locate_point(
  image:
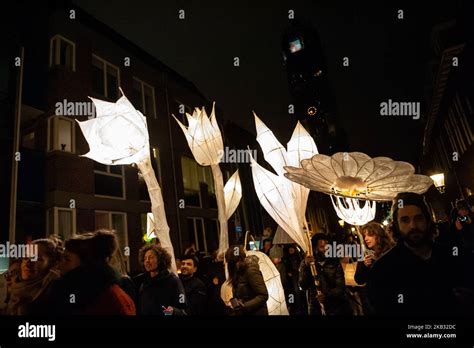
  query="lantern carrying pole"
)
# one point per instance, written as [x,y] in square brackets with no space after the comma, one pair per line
[314,270]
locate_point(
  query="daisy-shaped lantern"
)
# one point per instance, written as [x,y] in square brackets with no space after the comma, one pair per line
[205,141]
[118,135]
[356,182]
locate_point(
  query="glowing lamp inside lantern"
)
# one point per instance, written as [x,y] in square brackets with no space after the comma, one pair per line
[350,186]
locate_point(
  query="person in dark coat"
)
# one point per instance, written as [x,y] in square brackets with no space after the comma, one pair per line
[417,276]
[89,285]
[194,288]
[250,293]
[161,292]
[331,281]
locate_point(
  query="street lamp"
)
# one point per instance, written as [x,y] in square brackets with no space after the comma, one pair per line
[439,182]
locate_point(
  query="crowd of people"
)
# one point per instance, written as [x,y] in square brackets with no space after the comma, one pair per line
[410,267]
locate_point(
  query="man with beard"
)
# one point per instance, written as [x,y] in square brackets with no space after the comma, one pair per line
[418,275]
[194,288]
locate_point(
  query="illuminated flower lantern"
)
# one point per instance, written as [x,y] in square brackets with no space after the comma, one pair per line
[356,182]
[276,303]
[284,201]
[118,135]
[205,141]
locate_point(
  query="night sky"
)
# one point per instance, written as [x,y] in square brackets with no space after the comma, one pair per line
[388,59]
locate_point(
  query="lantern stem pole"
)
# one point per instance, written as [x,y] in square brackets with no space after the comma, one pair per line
[219,188]
[157,208]
[313,268]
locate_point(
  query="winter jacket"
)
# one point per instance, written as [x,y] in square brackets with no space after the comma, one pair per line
[161,291]
[90,290]
[251,289]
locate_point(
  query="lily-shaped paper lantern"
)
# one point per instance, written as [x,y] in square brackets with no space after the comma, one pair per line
[284,200]
[276,303]
[354,176]
[205,141]
[119,135]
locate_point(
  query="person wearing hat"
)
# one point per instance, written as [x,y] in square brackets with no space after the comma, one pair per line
[418,275]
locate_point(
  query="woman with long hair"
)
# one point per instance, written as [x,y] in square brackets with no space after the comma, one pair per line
[34,278]
[89,285]
[377,241]
[249,291]
[161,292]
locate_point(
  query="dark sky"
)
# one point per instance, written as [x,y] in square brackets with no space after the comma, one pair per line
[388,58]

» **The problem**
Pictures are excluded; copy every other part of the records exactly.

» **Completed task**
locate_point(
  image:
  query="lantern carrying pole"
)
# one point per instance, written as [x,y] in square brackets with no space after the comma, one pair per line
[314,270]
locate_point(
  query="daisy-shaped lantern"
)
# one point per instance, written as [x,y] in square brackets with no space after the comma, one pair per line
[205,141]
[118,135]
[356,182]
locate_point(
  query="glowing lamp inside lantern"
)
# one point per instance, written as [x,y] in square brackets with no space after the comma, one pair per line
[350,186]
locate_point(
  query="person in dark coat"
)
# one point per instance, written as [x,y] in square brackets with no space after the comma, one pair per line
[417,276]
[89,285]
[194,288]
[250,293]
[161,292]
[331,281]
locate_point(
  query="street lamp"
)
# one point per instance, written as [x,y] in square brackets with no space after the comma, one pair per line
[439,182]
locate_point(
  query="crowd of people"
)
# one point per instance, written as [x,y] in square brackets with no space after the comma, one pair per line
[410,267]
locate_point(
  query="man with beard"
)
# one point per instance, written as [x,y] in square brackets with no space after the comma, one pair per line
[418,275]
[194,288]
locate_point(
  query="illuminated flower lantern"
)
# one point per instance, written as [x,y] in square brackets with no space after the comma, one pair per line
[356,182]
[276,303]
[284,201]
[118,135]
[205,141]
locate_point(
  query="night sky"
)
# one point per instance, written as [x,y] in square brackets with no space after the comma, one pair per line
[388,59]
locate_point(
  query="lantern stem pole"
)
# one point per instance, written as [x,y] in square brackets with no space after the comma, one pair per line
[219,188]
[157,208]
[313,268]
locate_point(
  query="winter jacket"
)
# one point per instance, written as [x,y] in square brackets with no space after the comma, one pair per line
[161,291]
[90,290]
[251,289]
locate_point(
  query="lily-shaped paper lantern"
)
# one point per instance, written as [x,y] in square brackets with no space after the comma, one pair per line
[284,200]
[276,303]
[354,176]
[205,141]
[119,135]
locate_point(
  query="person wearing hat"
)
# one point per instance, written as [x,y] in square brackets with no space after the comma, one pair per line
[418,275]
locate_point(
  query="woman with long hair"
)
# one point per instance, written as [x,y] in square brackets with no space after the comma, one pair per line
[34,278]
[89,285]
[377,241]
[249,291]
[161,292]
locate_point(
  query="dark sky"
)
# one point per instance, written as [x,y] in square brackets with no space after the comma, one pair per line
[388,58]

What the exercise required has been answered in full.